======== RECORDED INFORMATION ========

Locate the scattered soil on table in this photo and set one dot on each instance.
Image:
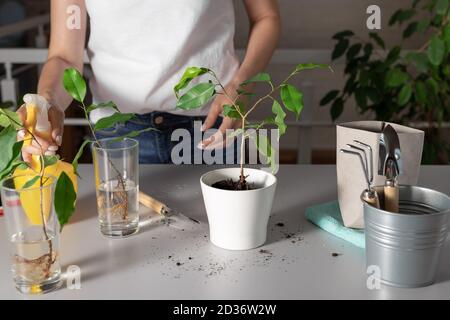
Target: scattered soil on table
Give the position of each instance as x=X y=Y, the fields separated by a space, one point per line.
x=229 y=184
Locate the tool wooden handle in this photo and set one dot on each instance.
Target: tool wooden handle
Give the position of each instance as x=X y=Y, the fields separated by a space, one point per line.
x=374 y=201
x=151 y=203
x=391 y=198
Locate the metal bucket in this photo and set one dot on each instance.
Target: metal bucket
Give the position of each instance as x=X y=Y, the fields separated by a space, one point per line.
x=407 y=246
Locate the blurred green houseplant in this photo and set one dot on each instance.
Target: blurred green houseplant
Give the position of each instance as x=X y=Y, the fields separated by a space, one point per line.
x=397 y=86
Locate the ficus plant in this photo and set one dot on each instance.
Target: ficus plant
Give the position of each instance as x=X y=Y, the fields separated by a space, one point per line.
x=397 y=85
x=10 y=159
x=241 y=104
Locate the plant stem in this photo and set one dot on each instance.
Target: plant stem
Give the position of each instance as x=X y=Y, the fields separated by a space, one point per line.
x=119 y=175
x=41 y=204
x=242 y=177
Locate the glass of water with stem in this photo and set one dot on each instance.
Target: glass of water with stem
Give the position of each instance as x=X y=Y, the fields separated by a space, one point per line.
x=116 y=166
x=33 y=232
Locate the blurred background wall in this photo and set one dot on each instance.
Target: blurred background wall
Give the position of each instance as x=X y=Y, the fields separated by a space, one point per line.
x=308 y=27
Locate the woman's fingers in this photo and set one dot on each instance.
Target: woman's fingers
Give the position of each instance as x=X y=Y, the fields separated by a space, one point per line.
x=214 y=112
x=218 y=140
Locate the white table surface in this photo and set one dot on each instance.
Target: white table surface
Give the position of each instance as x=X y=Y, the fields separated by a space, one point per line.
x=296 y=267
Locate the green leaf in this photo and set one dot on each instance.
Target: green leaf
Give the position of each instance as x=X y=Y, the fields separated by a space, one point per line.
x=393 y=55
x=330 y=96
x=405 y=94
x=197 y=96
x=280 y=115
x=235 y=133
x=419 y=59
x=260 y=77
x=31 y=182
x=190 y=74
x=310 y=66
x=337 y=108
x=109 y=104
x=340 y=49
x=446 y=36
x=423 y=25
x=373 y=95
x=396 y=78
x=421 y=93
x=74 y=84
x=409 y=31
x=50 y=160
x=343 y=34
x=436 y=51
x=8 y=117
x=354 y=51
x=65 y=198
x=442 y=7
x=230 y=112
x=378 y=40
x=265 y=148
x=292 y=99
x=394 y=17
x=78 y=156
x=433 y=85
x=8 y=138
x=244 y=93
x=111 y=121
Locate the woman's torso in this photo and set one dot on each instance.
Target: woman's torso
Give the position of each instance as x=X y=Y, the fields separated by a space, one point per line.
x=139 y=49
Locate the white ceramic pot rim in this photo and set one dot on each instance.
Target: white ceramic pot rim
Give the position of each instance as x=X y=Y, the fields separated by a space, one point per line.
x=202 y=178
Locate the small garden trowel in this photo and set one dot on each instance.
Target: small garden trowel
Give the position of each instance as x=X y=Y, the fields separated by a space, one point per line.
x=390 y=166
x=171 y=217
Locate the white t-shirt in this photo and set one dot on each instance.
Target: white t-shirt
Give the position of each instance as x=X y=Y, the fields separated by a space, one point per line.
x=139 y=49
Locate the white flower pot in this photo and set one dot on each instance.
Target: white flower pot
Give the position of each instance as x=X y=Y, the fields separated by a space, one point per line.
x=238 y=219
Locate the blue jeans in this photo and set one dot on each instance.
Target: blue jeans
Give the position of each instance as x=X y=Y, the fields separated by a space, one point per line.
x=156 y=146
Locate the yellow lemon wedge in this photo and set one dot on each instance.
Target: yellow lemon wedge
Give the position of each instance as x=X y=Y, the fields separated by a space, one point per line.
x=37 y=201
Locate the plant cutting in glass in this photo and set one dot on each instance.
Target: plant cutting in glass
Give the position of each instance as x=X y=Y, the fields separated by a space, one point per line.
x=36 y=173
x=401 y=87
x=117 y=203
x=241 y=107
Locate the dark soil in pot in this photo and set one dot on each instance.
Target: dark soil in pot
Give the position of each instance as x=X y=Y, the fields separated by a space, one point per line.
x=229 y=184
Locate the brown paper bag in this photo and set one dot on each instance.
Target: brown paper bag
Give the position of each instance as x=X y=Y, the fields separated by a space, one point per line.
x=350 y=175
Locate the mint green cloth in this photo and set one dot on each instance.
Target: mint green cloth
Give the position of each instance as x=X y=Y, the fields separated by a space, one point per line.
x=327 y=216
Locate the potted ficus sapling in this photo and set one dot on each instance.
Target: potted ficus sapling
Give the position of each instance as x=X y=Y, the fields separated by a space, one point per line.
x=239 y=200
x=116 y=163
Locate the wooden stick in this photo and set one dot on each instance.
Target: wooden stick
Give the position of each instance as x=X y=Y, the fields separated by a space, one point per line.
x=391 y=199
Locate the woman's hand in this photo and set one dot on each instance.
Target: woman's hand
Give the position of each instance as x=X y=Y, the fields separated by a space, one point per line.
x=217 y=140
x=44 y=145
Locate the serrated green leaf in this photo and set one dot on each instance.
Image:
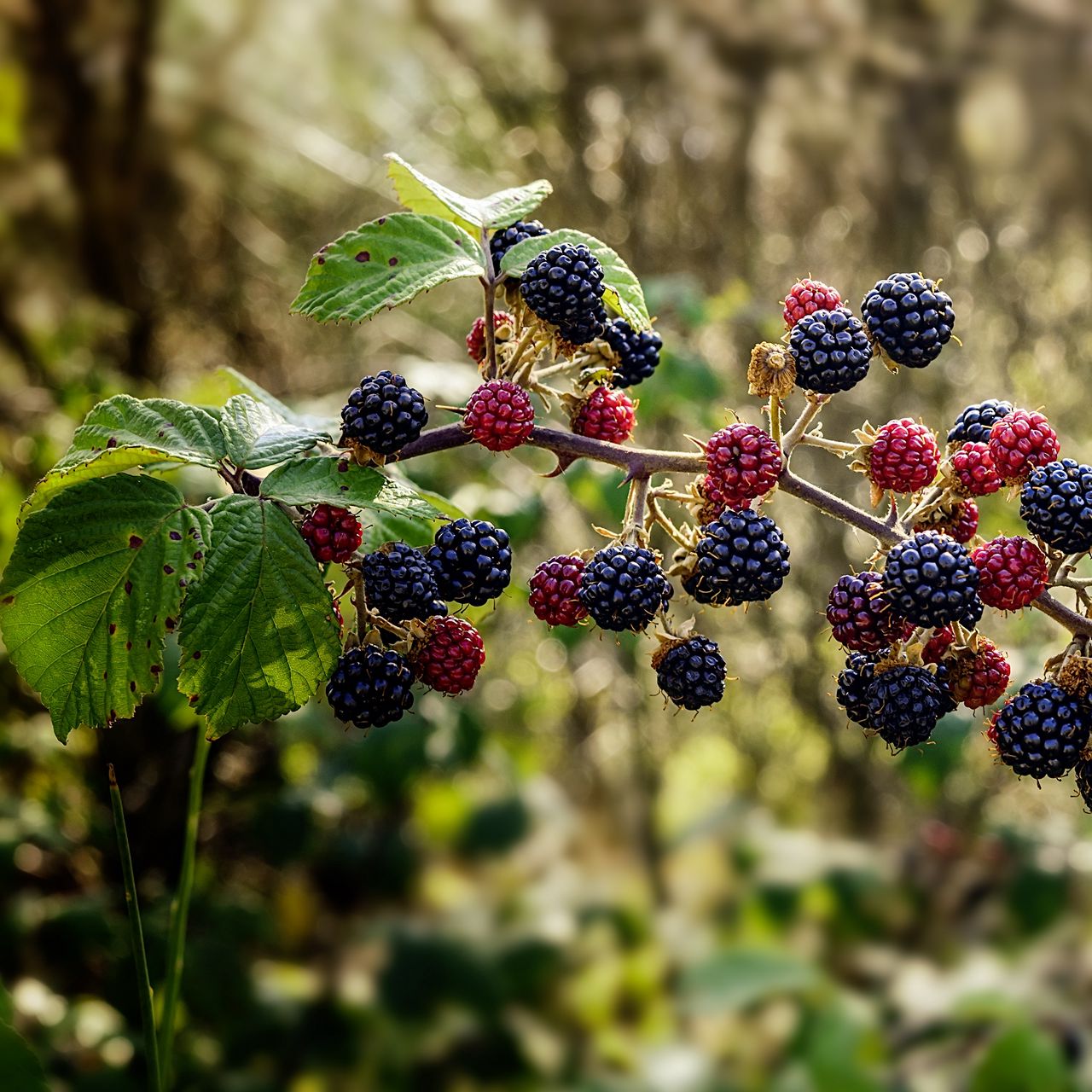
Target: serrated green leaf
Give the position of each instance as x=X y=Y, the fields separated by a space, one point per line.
x=421 y=194
x=124 y=433
x=258 y=436
x=242 y=385
x=386 y=264
x=624 y=293
x=336 y=479
x=258 y=635
x=94 y=584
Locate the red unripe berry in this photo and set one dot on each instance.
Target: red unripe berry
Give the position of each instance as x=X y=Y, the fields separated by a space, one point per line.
x=741 y=463
x=807 y=296
x=499 y=415
x=450 y=656
x=904 y=456
x=332 y=534
x=554 y=588
x=973 y=468
x=605 y=414
x=1011 y=572
x=1021 y=441
x=475 y=340
x=979 y=677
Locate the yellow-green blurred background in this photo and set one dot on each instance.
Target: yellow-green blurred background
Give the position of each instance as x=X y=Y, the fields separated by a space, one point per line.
x=554 y=884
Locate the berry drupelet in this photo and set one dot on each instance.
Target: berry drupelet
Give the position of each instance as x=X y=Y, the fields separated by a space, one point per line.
x=624 y=588
x=741 y=557
x=383 y=414
x=909 y=318
x=564 y=287
x=555 y=588
x=472 y=561
x=690 y=671
x=1042 y=730
x=332 y=534
x=370 y=687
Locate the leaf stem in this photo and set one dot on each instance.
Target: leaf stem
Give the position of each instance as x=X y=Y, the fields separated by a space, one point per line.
x=180 y=905
x=136 y=932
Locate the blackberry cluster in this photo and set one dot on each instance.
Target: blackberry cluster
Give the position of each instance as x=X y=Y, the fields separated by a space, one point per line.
x=624 y=588
x=931 y=579
x=472 y=561
x=741 y=557
x=1042 y=730
x=974 y=423
x=1056 y=503
x=636 y=351
x=383 y=414
x=831 y=350
x=909 y=318
x=506 y=238
x=400 y=584
x=690 y=671
x=564 y=287
x=370 y=687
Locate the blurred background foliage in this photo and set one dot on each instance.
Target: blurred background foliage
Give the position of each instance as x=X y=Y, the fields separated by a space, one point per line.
x=554 y=884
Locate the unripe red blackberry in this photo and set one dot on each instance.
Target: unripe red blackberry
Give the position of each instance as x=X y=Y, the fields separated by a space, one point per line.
x=690 y=671
x=332 y=534
x=1011 y=572
x=607 y=414
x=499 y=415
x=806 y=297
x=904 y=456
x=1020 y=441
x=475 y=340
x=555 y=588
x=450 y=655
x=741 y=462
x=974 y=470
x=979 y=677
x=1042 y=730
x=861 y=616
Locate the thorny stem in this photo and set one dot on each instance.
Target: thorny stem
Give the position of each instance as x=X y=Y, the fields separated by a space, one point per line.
x=644 y=462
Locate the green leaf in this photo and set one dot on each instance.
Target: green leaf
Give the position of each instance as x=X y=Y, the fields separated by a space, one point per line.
x=1022 y=1060
x=96 y=581
x=19 y=1065
x=421 y=194
x=258 y=436
x=242 y=385
x=258 y=634
x=624 y=293
x=386 y=264
x=738 y=978
x=336 y=479
x=124 y=433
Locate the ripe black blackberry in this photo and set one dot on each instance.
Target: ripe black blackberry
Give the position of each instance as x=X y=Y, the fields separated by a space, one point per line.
x=624 y=588
x=400 y=584
x=1056 y=503
x=564 y=287
x=974 y=423
x=636 y=351
x=853 y=682
x=909 y=318
x=741 y=557
x=370 y=687
x=383 y=414
x=472 y=561
x=505 y=238
x=931 y=579
x=690 y=671
x=904 y=706
x=1041 y=730
x=831 y=350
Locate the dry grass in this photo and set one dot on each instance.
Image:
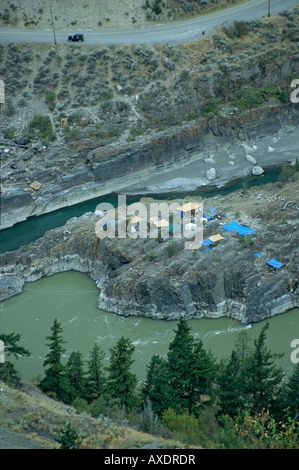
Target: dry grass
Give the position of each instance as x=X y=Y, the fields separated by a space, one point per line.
x=41 y=419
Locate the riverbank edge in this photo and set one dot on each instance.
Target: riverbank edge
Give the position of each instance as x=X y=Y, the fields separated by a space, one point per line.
x=110 y=169
x=75 y=247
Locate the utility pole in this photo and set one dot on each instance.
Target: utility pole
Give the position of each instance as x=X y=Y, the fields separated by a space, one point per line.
x=53 y=26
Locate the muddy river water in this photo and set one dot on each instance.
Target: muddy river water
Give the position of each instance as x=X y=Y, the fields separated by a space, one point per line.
x=71 y=297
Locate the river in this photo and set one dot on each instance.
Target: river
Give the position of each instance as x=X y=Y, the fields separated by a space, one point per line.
x=71 y=297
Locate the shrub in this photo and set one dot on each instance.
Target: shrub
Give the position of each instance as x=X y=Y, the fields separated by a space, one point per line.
x=42 y=126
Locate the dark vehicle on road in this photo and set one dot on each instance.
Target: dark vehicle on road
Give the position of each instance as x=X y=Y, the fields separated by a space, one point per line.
x=76 y=38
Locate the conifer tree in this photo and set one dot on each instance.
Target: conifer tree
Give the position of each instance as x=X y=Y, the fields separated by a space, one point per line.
x=191 y=369
x=261 y=376
x=69 y=438
x=95 y=379
x=8 y=372
x=55 y=382
x=121 y=382
x=229 y=386
x=179 y=361
x=157 y=387
x=291 y=392
x=75 y=375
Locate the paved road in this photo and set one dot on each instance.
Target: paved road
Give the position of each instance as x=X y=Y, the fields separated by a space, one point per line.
x=172 y=33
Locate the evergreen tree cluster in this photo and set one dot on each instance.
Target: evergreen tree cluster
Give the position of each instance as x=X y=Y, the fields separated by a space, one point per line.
x=186 y=392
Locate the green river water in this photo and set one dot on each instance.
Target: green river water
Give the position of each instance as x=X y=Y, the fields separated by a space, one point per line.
x=71 y=297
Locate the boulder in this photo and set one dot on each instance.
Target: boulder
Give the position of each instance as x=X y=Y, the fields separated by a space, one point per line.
x=35 y=185
x=211 y=174
x=257 y=170
x=251 y=159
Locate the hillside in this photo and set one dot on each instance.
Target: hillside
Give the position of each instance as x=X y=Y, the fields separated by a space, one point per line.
x=95 y=14
x=117 y=95
x=30 y=419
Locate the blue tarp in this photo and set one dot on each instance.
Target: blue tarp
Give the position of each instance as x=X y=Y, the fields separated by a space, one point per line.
x=239 y=228
x=207 y=242
x=274 y=263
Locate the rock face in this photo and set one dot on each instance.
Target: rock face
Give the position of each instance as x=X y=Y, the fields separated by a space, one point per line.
x=257 y=170
x=162 y=280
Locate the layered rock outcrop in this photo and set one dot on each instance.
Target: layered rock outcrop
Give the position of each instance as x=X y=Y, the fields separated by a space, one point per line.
x=162 y=280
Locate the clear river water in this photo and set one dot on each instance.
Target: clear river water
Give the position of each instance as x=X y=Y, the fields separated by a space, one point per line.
x=71 y=297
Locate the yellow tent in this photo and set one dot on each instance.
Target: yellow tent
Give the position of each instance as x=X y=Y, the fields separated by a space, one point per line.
x=161 y=223
x=216 y=238
x=189 y=206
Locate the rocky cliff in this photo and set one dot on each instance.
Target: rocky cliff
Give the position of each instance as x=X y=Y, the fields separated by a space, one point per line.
x=162 y=280
x=134 y=109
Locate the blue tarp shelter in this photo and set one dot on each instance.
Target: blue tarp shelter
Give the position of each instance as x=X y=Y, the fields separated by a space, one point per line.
x=173 y=228
x=207 y=242
x=238 y=228
x=274 y=263
x=210 y=214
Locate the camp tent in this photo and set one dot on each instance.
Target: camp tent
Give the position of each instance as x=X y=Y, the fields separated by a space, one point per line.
x=173 y=228
x=274 y=263
x=238 y=228
x=210 y=214
x=188 y=207
x=216 y=238
x=135 y=219
x=161 y=223
x=207 y=242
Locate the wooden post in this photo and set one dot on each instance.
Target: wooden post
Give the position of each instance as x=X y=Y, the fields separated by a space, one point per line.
x=2 y=95
x=53 y=26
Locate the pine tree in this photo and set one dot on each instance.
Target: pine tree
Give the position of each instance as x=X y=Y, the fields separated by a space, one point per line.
x=121 y=382
x=291 y=392
x=69 y=438
x=75 y=375
x=55 y=382
x=179 y=360
x=261 y=376
x=157 y=387
x=95 y=379
x=191 y=369
x=229 y=386
x=201 y=378
x=8 y=372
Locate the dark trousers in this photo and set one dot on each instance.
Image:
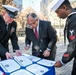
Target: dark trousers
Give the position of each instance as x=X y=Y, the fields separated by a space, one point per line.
x=40 y=54
x=74 y=67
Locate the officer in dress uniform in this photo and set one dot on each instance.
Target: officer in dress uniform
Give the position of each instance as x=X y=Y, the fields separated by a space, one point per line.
x=64 y=10
x=8 y=31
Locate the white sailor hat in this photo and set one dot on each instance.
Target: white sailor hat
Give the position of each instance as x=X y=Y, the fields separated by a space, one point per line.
x=12 y=11
x=54 y=5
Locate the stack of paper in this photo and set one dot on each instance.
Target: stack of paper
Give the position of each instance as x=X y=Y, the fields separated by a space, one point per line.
x=46 y=62
x=9 y=65
x=22 y=60
x=21 y=72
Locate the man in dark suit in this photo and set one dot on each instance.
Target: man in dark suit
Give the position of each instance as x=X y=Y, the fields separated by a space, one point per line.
x=8 y=31
x=64 y=10
x=43 y=37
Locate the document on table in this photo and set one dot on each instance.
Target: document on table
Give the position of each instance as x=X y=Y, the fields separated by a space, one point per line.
x=32 y=58
x=37 y=69
x=1 y=73
x=21 y=72
x=22 y=60
x=9 y=65
x=46 y=62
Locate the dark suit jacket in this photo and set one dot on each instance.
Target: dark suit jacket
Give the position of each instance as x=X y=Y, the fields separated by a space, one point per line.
x=47 y=36
x=6 y=35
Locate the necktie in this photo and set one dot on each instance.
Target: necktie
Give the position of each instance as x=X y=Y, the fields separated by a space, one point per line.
x=36 y=33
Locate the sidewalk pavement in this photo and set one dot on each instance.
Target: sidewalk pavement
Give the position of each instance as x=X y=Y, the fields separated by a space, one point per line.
x=65 y=70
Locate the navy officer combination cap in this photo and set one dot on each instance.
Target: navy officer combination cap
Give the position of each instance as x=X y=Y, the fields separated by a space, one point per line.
x=12 y=11
x=55 y=4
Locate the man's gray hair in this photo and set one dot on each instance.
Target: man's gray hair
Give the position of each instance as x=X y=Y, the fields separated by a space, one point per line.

========

**INSTRUCTION**
Copy out the lines word for word, starting at the first line above and ending at the line that contains "x=218 y=140", with both of those lines included. Leave the pictures out.

**COMPLETED EXERCISE**
Locate the scattered soil on table in this photo and set one dot on each instance.
Image:
Target: scattered soil on table
Give the position of each instance as x=X y=Y, the fields separated by a space, one point per line.
x=229 y=184
Locate the tool wooden handle in this photo and set one dot on each instance.
Target: tool wooden handle
Give the position of each instance as x=X y=Y, the fields separated by a space, one point per line.
x=374 y=201
x=151 y=203
x=391 y=198
Locate the metal bucket in this photo and set one dot on each instance.
Target: metal bucket
Give the position of each instance as x=X y=Y, the fields separated by a space, one point per line.
x=407 y=246
Locate the blurred green houseplant in this photo and set one dot on each instance.
Target: blurred green houseplant
Give the position of each instance as x=X y=Y, the fields separated by a space, one point per line.
x=397 y=86
Locate the ficus plant in this photo and set one dot on each instance.
Target: ficus plant
Give the position of each instance as x=X y=Y, the fields separated by a space, one point per line.
x=397 y=85
x=10 y=159
x=241 y=104
Locate the plant stem in this photo and set one dot on each instance.
Target: plant stem
Give the position of each instance as x=X y=Y, the fields separated by a space, one point per line.
x=119 y=175
x=41 y=204
x=242 y=177
Locate the glass of water with stem in this photo and set one dot on each instance.
Target: glass of water with stem
Give the position of each instance as x=X y=Y, the fields separated by a space, one point per line.
x=116 y=166
x=33 y=232
Locate the blurred background wall in this photo and set one dot on each instance.
Target: blurred background wall
Give the position of each instance as x=X y=Y, the fields separated by a space, one point per line.
x=308 y=27
Locate the woman's fingers in this photo and set one dot on each instance.
Target: woman's fingers
Give the position of each instance as x=X y=Y, the fields separated by a space, one point per line.
x=214 y=112
x=218 y=140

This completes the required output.